::: DADOS DA TAREFA :::

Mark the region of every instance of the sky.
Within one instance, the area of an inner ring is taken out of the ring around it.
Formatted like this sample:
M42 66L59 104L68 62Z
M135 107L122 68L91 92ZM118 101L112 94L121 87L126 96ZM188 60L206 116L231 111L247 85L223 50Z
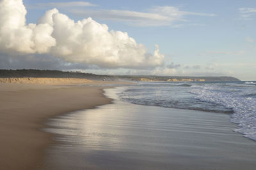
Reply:
M0 69L256 80L256 1L0 0Z

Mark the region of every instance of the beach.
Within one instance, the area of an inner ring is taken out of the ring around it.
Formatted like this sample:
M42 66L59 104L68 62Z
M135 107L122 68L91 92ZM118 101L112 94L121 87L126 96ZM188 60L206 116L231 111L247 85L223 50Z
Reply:
M63 82L61 82L63 83ZM100 84L88 87L65 83L0 83L1 169L35 169L40 167L52 135L42 131L47 118L111 103Z
M58 141L42 169L248 169L256 143L232 131L230 115L123 102L48 120ZM122 90L121 90L122 91Z

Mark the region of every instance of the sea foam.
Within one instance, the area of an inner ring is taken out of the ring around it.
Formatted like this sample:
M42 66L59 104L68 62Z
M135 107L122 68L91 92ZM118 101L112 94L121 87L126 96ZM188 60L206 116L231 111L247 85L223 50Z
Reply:
M256 141L255 84L256 83L245 82L239 86L233 83L232 87L230 84L228 86L225 84L194 86L190 92L196 94L196 97L200 101L221 104L232 109L234 113L231 115L231 122L238 124L238 129L234 131Z

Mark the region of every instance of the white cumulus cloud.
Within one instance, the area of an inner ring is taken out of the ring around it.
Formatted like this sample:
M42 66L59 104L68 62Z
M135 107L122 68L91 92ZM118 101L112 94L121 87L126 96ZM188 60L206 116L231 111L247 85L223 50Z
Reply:
M26 24L22 0L0 0L2 52L46 53L68 62L102 67L141 68L161 66L158 45L153 54L127 32L109 31L91 18L75 22L53 9L38 23Z

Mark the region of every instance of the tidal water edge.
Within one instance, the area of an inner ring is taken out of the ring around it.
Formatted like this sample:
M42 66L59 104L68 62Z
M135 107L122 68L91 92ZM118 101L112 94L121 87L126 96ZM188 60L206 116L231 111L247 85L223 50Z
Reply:
M256 142L232 131L237 124L230 122L229 114L141 106L119 99L129 88L106 90L106 96L115 99L112 104L49 120L45 131L54 134L58 142L47 150L43 169L256 166Z

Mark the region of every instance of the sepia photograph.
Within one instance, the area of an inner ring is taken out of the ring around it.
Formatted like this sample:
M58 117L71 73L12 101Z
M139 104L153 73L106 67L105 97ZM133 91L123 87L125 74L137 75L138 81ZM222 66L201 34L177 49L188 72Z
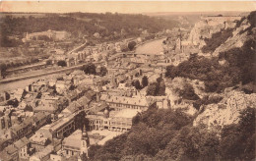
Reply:
M0 1L0 161L256 160L256 1Z

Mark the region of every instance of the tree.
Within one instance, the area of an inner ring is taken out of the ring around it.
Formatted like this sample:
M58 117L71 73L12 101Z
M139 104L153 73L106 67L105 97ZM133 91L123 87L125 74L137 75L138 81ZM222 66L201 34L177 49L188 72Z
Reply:
M66 67L67 63L65 61L58 61L57 65L61 67Z
M147 77L147 76L144 76L144 77L142 78L142 86L145 87L145 86L148 85L148 83L149 83L148 77Z
M131 42L128 43L128 48L129 48L130 51L132 51L135 46L136 46L136 42L135 41L131 41Z
M136 89L141 89L141 83L138 80L134 80L132 85L135 86Z
M158 82L150 83L150 85L148 86L148 89L147 89L147 95L156 96L158 93L158 87L159 87Z
M225 126L221 134L220 154L223 160L255 158L255 108L240 113L238 124Z
M87 64L82 67L82 71L87 75L96 75L96 65L95 64Z

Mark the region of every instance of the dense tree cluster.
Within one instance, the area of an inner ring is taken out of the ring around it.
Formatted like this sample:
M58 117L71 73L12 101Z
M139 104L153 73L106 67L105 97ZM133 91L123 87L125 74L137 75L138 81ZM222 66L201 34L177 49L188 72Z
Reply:
M130 132L89 149L90 160L251 160L255 158L255 108L241 112L238 124L221 134L193 127L180 110L138 114Z
M92 63L84 65L81 70L87 75L96 75L96 65Z

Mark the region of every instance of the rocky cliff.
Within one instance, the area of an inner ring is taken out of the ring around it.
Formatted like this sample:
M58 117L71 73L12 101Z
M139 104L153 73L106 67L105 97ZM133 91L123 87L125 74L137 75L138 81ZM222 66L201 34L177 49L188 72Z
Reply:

:::

**INSTRUÇÕES DO EXERCÍCIO**
Organize todas as linhas acima em uma lista numerada, omitindo as linhas em branco. Não inclua as imagens na resposta.

**RESPOSTA CORRETA**
1. Mark the region of every instance of the sky.
2. Within one instance, the area of an inner ring is taken out of the ring around it.
3. Formatted like this sample:
4. M42 66L59 104L68 62Z
5. M135 107L122 68L91 92ZM118 101L112 94L121 87L126 96ZM188 60L206 116L231 111L247 85L223 50Z
6. Reply:
7. M0 69L256 80L256 1L0 0Z
8. Mark the region of every instance of the beach.
9. Within one instance, the area of an inner ring is taken out of the ring around it.
10. Formatted like this sample:
11. M42 66L59 104L68 62Z
12. M135 107L122 68L91 92ZM118 101L112 94L121 87L126 96ZM188 60L206 116L231 111L247 85L223 50Z
13. Reply:
14. M63 82L61 82L63 83ZM100 84L88 87L65 83L0 83L1 169L35 169L40 167L52 135L42 131L47 118L111 103Z
15. M58 141L42 169L248 169L256 143L232 131L230 115L123 102L48 120ZM122 90L121 90L122 91Z
16. Mark the region of every instance of the sea foam.
17. Within one instance, the area of an inner ring is taken out of the ring around it.
18. Formatted like this sample:
19. M42 66L59 104L68 62Z
20. M135 107L122 68L91 92ZM118 101L112 94L121 87L126 96ZM188 60L206 116L231 111L247 85L223 50Z
21. Reply:
22. M256 141L255 84L256 83L245 82L239 86L233 83L232 87L230 84L228 86L225 84L194 86L190 92L196 94L196 97L200 101L221 104L232 109L234 113L231 115L231 122L238 124L238 129L234 131Z
23. Mark the region of every instance of the white cumulus cloud.
24. Within one instance, the area of an inner ring is taken out of the ring around it.
25. Formatted like this sample:
26. M42 66L59 104L68 62Z
27. M135 107L122 68L91 92ZM118 101L112 94L121 87L126 96ZM188 60L206 116L231 111L247 85L223 50Z
28. Reply:
29. M26 24L22 0L0 0L2 52L46 53L68 62L102 67L141 68L161 66L158 45L153 54L127 32L109 31L91 18L75 22L53 9L38 23Z
30. Mark the region of every instance of the tidal water edge.
31. Within one instance, the area of an inner ring is taken out of the ring around it.
32. Formatted like this sample:
33. M42 66L59 104L68 62Z
34. M135 107L122 68L91 92ZM118 101L112 94L121 87L126 96ZM188 60L206 116L231 111L247 85L223 50Z
35. Reply:
36. M256 142L232 131L237 124L230 122L229 114L141 106L119 99L129 88L106 90L106 96L115 99L112 104L49 120L45 131L54 134L58 142L47 150L43 169L256 166Z
37. Mark the region of every instance of the sepia photograph.
38. Within one instance, the area of an inner ring is taken out of the ring around it.
39. Formatted like this sample:
40. M58 117L71 73L12 101Z
41. M139 104L153 73L106 67L105 97ZM133 91L123 87L125 74L137 75L138 81ZM222 66L201 34L177 49L188 72Z
42. Reply:
43. M0 1L0 161L256 160L256 1Z
44. Mark the region of every instance of the tree.
45. Within one instance, the area of an inner ring is taken out of the ring around it.
46. Formatted like this sample:
47. M58 117L71 73L12 101Z
48. M139 104L153 73L106 67L105 97ZM133 91L123 87L125 74L137 75L138 81ZM222 66L201 34L177 49L188 72Z
49. Reply:
50. M66 67L67 63L65 61L58 61L57 65L61 67Z
51. M147 77L147 76L144 76L144 77L142 78L142 86L145 87L145 86L148 85L148 83L149 83L148 77Z
52. M131 42L128 43L128 48L129 48L130 51L132 51L135 46L136 46L136 42L135 41L131 41Z
53. M136 89L141 89L141 83L138 80L134 80L132 85L135 86Z
54. M158 82L150 83L150 85L148 86L148 89L147 89L147 95L156 96L158 93L158 87L159 87Z
55. M225 126L221 134L220 154L223 160L255 158L255 108L240 113L238 124Z
56. M87 64L82 67L82 71L87 75L96 75L96 65L95 64Z
57. Mark the region of every instance of the dense tree cluster.
58. Within one instance, the area of an inner ring is taken out of the ring around it.
59. Formatted like this sample:
60. M58 117L71 73L12 101Z
61. M139 104L153 73L106 67L105 97ZM133 91L123 87L125 74L137 75L138 81ZM222 66L201 34L177 49L188 72Z
62. Reply:
63. M130 132L89 149L90 160L251 160L255 158L255 108L241 112L238 124L221 134L193 127L180 110L138 114Z
64. M92 63L84 65L81 70L87 75L96 75L96 65Z
65. Mark the region of every instance of the rocky cliff.
66. Within one instance, the area of an inner ring is taken out of the ring around it.
67. Formatted like this sample:
68. M58 117L71 73L12 101Z
69. M139 104L153 73L106 67L105 97ZM133 91L123 87L125 74L137 75L138 81ZM222 66L201 34L177 49L188 72Z
70. Reply:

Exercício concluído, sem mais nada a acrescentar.